▼
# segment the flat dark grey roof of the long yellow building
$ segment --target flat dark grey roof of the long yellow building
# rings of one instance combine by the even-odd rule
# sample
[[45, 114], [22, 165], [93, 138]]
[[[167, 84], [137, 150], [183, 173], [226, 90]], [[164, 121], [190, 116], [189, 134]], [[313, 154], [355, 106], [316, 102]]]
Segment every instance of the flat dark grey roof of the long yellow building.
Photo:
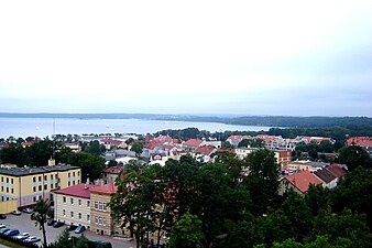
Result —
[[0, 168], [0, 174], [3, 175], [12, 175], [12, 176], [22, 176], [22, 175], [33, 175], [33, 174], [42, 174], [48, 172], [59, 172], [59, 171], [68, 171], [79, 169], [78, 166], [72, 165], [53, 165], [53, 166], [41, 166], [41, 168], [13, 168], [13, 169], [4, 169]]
▲
▼
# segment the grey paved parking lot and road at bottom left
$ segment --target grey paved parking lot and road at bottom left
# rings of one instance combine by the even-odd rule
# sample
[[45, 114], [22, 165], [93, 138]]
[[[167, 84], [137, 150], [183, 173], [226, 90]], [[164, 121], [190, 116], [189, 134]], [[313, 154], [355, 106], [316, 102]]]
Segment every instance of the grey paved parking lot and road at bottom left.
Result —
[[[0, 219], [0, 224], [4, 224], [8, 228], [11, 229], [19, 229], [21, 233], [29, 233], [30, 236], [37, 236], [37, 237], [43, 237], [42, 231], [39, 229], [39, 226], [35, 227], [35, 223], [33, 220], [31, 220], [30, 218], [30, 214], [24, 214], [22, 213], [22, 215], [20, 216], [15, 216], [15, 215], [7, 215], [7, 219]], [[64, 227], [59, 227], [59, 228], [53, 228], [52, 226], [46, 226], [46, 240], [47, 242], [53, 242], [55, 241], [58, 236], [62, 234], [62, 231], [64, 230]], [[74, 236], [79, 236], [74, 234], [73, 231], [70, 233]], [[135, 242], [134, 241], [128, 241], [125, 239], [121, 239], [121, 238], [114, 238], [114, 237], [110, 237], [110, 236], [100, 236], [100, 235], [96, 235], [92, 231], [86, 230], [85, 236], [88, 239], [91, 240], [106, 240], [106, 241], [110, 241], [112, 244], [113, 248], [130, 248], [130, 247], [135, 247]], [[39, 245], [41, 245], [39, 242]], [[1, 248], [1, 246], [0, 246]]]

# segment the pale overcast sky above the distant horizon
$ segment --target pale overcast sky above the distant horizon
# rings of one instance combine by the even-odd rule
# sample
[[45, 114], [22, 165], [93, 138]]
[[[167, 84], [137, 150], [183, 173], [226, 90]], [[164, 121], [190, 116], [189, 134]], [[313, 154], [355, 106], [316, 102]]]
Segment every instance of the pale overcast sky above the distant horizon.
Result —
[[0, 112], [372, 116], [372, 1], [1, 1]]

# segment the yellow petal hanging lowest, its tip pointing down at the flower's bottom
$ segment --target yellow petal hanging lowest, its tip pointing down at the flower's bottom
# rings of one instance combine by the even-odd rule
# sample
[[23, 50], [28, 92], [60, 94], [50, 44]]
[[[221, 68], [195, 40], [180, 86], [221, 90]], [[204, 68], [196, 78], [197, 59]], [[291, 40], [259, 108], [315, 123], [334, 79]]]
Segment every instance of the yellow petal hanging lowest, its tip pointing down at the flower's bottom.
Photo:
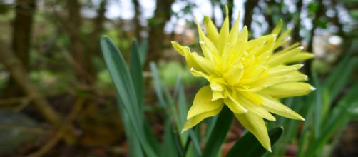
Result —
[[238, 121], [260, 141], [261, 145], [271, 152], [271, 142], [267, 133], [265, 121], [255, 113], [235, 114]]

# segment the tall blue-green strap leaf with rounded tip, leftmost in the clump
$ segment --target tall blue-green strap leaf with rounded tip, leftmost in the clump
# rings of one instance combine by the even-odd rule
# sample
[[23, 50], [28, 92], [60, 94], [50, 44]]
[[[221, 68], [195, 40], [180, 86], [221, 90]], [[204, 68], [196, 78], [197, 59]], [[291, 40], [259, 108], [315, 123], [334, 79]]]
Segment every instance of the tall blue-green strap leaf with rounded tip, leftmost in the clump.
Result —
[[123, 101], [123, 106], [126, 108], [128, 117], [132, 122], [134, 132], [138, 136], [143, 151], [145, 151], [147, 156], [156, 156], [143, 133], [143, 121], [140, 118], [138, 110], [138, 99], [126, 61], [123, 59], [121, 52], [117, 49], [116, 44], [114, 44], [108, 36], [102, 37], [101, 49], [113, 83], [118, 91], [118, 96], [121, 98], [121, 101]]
▲
Scan the data above for the word "grey". Copy every line in which it is found.

# segment the flat dark grey roof of the long yellow building
$ segment --target flat dark grey roof of the long yellow building
Segment every instance of the flat dark grey roof of the long yellow building.
# segment the grey paved parking lot and road at bottom left
$ segment --target grey paved parking lot and road at bottom left
Segment every instance of the grey paved parking lot and road at bottom left.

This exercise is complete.